▶ **HOW TO COMPLETE THIS TASK**
Repeat the records below exactly, leaving out any pictures.

Referring expression pointing data:
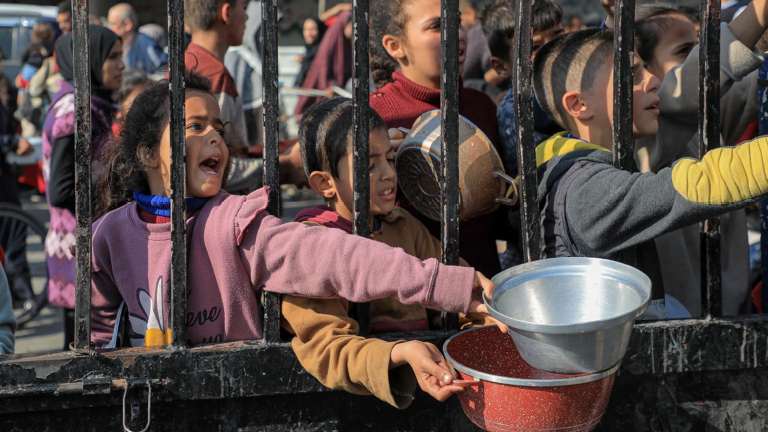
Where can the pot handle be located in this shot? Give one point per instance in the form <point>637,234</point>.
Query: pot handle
<point>466,383</point>
<point>511,192</point>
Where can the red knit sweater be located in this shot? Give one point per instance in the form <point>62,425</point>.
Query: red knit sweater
<point>400,104</point>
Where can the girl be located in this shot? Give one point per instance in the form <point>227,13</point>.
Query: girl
<point>327,340</point>
<point>333,61</point>
<point>405,65</point>
<point>235,248</point>
<point>667,40</point>
<point>106,70</point>
<point>313,30</point>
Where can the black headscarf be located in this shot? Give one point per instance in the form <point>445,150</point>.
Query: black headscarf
<point>309,56</point>
<point>101,42</point>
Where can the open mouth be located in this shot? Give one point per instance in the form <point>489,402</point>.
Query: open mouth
<point>388,194</point>
<point>210,165</point>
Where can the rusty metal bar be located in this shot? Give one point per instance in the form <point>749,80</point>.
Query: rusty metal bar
<point>96,386</point>
<point>362,183</point>
<point>178,174</point>
<point>762,83</point>
<point>81,46</point>
<point>623,140</point>
<point>271,165</point>
<point>709,136</point>
<point>526,157</point>
<point>449,124</point>
<point>624,46</point>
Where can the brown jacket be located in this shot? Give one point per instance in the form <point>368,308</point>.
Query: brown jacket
<point>327,341</point>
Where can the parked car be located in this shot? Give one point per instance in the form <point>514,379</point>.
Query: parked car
<point>16,22</point>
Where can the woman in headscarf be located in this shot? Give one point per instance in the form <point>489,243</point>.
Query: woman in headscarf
<point>313,30</point>
<point>106,67</point>
<point>333,61</point>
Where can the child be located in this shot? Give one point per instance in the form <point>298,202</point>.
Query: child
<point>36,52</point>
<point>667,40</point>
<point>235,248</point>
<point>328,344</point>
<point>217,25</point>
<point>405,65</point>
<point>499,27</point>
<point>590,208</point>
<point>106,72</point>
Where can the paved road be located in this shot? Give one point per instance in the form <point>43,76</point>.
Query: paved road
<point>45,333</point>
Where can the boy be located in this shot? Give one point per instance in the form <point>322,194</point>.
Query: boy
<point>327,341</point>
<point>498,21</point>
<point>215,26</point>
<point>590,208</point>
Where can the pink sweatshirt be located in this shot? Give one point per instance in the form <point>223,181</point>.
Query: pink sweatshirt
<point>235,249</point>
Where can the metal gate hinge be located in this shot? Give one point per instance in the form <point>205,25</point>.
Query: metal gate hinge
<point>132,383</point>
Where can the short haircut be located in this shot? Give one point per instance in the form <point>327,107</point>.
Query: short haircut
<point>201,14</point>
<point>326,133</point>
<point>65,6</point>
<point>498,21</point>
<point>692,13</point>
<point>651,21</point>
<point>569,63</point>
<point>126,11</point>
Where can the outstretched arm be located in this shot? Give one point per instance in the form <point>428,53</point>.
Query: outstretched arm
<point>608,210</point>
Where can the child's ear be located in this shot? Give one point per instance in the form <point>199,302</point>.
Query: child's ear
<point>575,107</point>
<point>147,156</point>
<point>393,46</point>
<point>323,185</point>
<point>501,67</point>
<point>225,11</point>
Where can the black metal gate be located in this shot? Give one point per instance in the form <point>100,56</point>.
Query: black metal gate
<point>683,375</point>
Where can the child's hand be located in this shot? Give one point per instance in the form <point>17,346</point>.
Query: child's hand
<point>396,137</point>
<point>433,373</point>
<point>483,286</point>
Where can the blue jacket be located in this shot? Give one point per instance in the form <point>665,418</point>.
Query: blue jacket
<point>146,55</point>
<point>7,319</point>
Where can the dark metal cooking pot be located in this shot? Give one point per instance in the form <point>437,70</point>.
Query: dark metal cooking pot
<point>482,182</point>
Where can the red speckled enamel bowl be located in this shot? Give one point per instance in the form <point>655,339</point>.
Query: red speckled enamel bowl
<point>504,393</point>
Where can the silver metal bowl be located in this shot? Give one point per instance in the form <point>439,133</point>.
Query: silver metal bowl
<point>570,315</point>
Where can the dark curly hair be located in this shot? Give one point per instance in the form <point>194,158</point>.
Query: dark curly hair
<point>388,18</point>
<point>326,133</point>
<point>651,21</point>
<point>141,130</point>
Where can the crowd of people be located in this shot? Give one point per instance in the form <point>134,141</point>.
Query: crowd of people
<point>236,249</point>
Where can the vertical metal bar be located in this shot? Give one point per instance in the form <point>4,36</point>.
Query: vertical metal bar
<point>361,145</point>
<point>709,135</point>
<point>523,70</point>
<point>449,123</point>
<point>623,140</point>
<point>81,46</point>
<point>624,44</point>
<point>271,165</point>
<point>178,175</point>
<point>763,98</point>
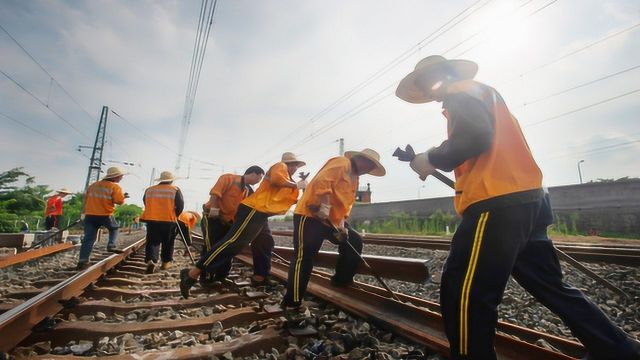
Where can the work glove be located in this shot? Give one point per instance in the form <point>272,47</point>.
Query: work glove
<point>302,184</point>
<point>323,211</point>
<point>421,165</point>
<point>214,213</point>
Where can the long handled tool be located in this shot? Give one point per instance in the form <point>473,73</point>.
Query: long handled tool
<point>338,234</point>
<point>184,241</point>
<point>55,233</point>
<point>408,154</point>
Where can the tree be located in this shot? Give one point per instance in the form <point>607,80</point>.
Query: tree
<point>20,203</point>
<point>126,213</point>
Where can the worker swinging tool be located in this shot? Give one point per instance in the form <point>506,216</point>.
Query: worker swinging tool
<point>504,217</point>
<point>409,154</point>
<point>319,215</point>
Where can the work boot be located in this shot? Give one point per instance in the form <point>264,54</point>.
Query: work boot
<point>151,267</point>
<point>263,282</point>
<point>186,282</point>
<point>340,283</point>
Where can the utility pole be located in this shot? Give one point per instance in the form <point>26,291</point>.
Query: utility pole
<point>95,164</point>
<point>580,170</point>
<point>153,175</point>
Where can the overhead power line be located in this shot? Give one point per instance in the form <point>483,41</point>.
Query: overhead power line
<point>23,124</point>
<point>434,35</point>
<point>205,22</point>
<point>53,81</point>
<point>45,105</point>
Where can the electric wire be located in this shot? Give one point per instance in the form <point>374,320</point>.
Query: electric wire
<point>43,104</point>
<point>207,11</point>
<point>396,61</point>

▶ **SOLUTION BELOW**
Where can the pot handle be located in this shot? Give one point per instance in the form <point>637,234</point>.
Query: pot handle
<point>466,383</point>
<point>511,192</point>
Where can the red knit sweater be located in this shot? Give one point per instance in the form <point>62,425</point>.
Query: red knit sweater
<point>400,104</point>
Where can the girl be located in this shot? Give one point per instance in the form <point>227,13</point>.
Query: girl
<point>327,340</point>
<point>333,61</point>
<point>405,65</point>
<point>235,248</point>
<point>667,40</point>
<point>106,70</point>
<point>313,30</point>
Where can the black headscarf be located in this shot? Give one point per instance in the form <point>445,150</point>.
Query: black headscarf
<point>309,56</point>
<point>101,42</point>
Where can the open mouth be located in this shot? Give one point per instance in the form <point>489,402</point>.
Query: open mouth
<point>388,194</point>
<point>210,165</point>
Where can the rusty metal bar be located in this shot? Give one point per instance in the form <point>749,80</point>.
Query: rusty metal bar
<point>96,386</point>
<point>362,183</point>
<point>178,174</point>
<point>762,83</point>
<point>81,46</point>
<point>623,140</point>
<point>271,165</point>
<point>709,136</point>
<point>526,157</point>
<point>449,124</point>
<point>624,46</point>
Where can the brown jacket be located in this shot? Give one point per instance in the form <point>368,308</point>.
Query: brown jacket
<point>327,341</point>
Where can the parked car be located in this shot? Give one point per instance in the form <point>514,379</point>.
Query: parked car
<point>16,22</point>
Where can the woman in headscarf be located in this shot? Give one point per instance in the form <point>489,243</point>.
Query: woman in headscarf
<point>313,30</point>
<point>106,67</point>
<point>333,61</point>
Where can the child be located in this shot? Give one point per instance in the form <point>298,202</point>.
Query: child
<point>36,52</point>
<point>667,40</point>
<point>235,248</point>
<point>328,344</point>
<point>217,25</point>
<point>405,65</point>
<point>499,27</point>
<point>590,208</point>
<point>106,72</point>
Where can the paved road be located in this shot? Give one point per instance in the form <point>43,76</point>.
Query: paved road
<point>45,333</point>
Where can the boy be located in this shot? Give one point per instance in the form <point>322,194</point>.
Query: boy
<point>327,341</point>
<point>498,21</point>
<point>215,26</point>
<point>590,208</point>
Where can the pink sweatshirt be located in this shot? Give one point per instance in the form <point>223,181</point>.
Query: pink sweatshirt
<point>235,249</point>
Where can the metal gate hinge be located in this shot? Give one point per instance in the form <point>205,25</point>.
Query: metal gate hinge
<point>132,383</point>
Where can the short haircut be located in this shot? Give one point per instance in the form <point>327,107</point>.
Query: short haircut
<point>201,14</point>
<point>326,133</point>
<point>65,6</point>
<point>498,21</point>
<point>692,13</point>
<point>651,21</point>
<point>569,63</point>
<point>126,11</point>
Where can the outstretched arm be located in this shot? Give one point per instance in the form <point>428,53</point>.
Query: outstretched arm
<point>608,210</point>
Where can the child's ear be located in this shot? Give one point per instance in the form <point>199,302</point>.
Query: child's ear
<point>575,107</point>
<point>147,156</point>
<point>393,46</point>
<point>323,185</point>
<point>501,67</point>
<point>225,11</point>
Where can the black metal gate be located in this shot? Give one point per instance in the form <point>100,56</point>.
Query: black metal gate
<point>683,375</point>
Where can the child's hand be located in this shot? Give one point per instance in the form <point>17,346</point>.
Query: child's hand
<point>396,137</point>
<point>433,373</point>
<point>483,286</point>
Where can the blue jacket be located in this shot? Give one point per instance in the form <point>665,418</point>.
Query: blue jacket
<point>146,55</point>
<point>7,319</point>
Where can the dark metal cooking pot be located in this shot? Give one point per instance in the form <point>437,70</point>.
Query: dark metal cooking pot
<point>482,182</point>
Where can the red speckled enamel bowl be located in this shot? Give one point per instance in the form <point>655,339</point>.
Query: red speckled enamel bowl
<point>504,393</point>
Where can the silver metal bowl be located in this shot? Give one point per instance in the form <point>439,133</point>.
Query: silver metal bowl
<point>570,315</point>
Where can the dark curly hair be located in this shot? Give one point per instance in the form <point>194,158</point>.
Query: dark curly hair
<point>388,18</point>
<point>326,133</point>
<point>651,21</point>
<point>141,130</point>
Where can the crowd of people be located in this shot? Give one point per instance in the form <point>134,141</point>.
Query: crowd of people
<point>236,249</point>
Where can the vertical metal bar be located in this shot? Give one point per instance in the form <point>4,36</point>.
Query: vertical metal bar
<point>361,145</point>
<point>709,135</point>
<point>523,70</point>
<point>449,123</point>
<point>623,140</point>
<point>81,46</point>
<point>624,44</point>
<point>271,165</point>
<point>178,175</point>
<point>763,98</point>
Where can the work glove be located in this shot? Give one point per instance in the form <point>272,47</point>.
Query: work glove
<point>302,184</point>
<point>323,211</point>
<point>421,165</point>
<point>214,213</point>
Where can the long handled tool be located in this shot? Give one point per instance in the form <point>473,73</point>.
Query: long handled tool
<point>338,234</point>
<point>184,241</point>
<point>55,233</point>
<point>408,154</point>
Where can the tree be located in this shot? Give one point per instance in the form <point>607,80</point>.
Query: tree
<point>20,203</point>
<point>126,213</point>
Where can the worker swinging tool be located in this shot? Give one point per instance in the form <point>506,216</point>.
Query: worker swinging tool
<point>504,217</point>
<point>409,154</point>
<point>319,215</point>
Where can the work boot be located in this shot? Give one point per instance in the form <point>264,54</point>.
Query: work boot
<point>151,267</point>
<point>263,282</point>
<point>186,282</point>
<point>340,283</point>
Where can the utility pole be located in this shot? Give one point per instance in the form <point>26,291</point>.
Query: utility pole
<point>95,164</point>
<point>580,170</point>
<point>153,175</point>
Where can the overhead power line be located in this shot? Give one point per instance in the form <point>483,41</point>.
Query: overhead power line
<point>23,124</point>
<point>434,35</point>
<point>205,22</point>
<point>53,81</point>
<point>45,105</point>
Where can the electric wire be located in this shot? Give one point per instance in the form <point>374,320</point>.
Query: electric wire
<point>43,104</point>
<point>207,11</point>
<point>396,61</point>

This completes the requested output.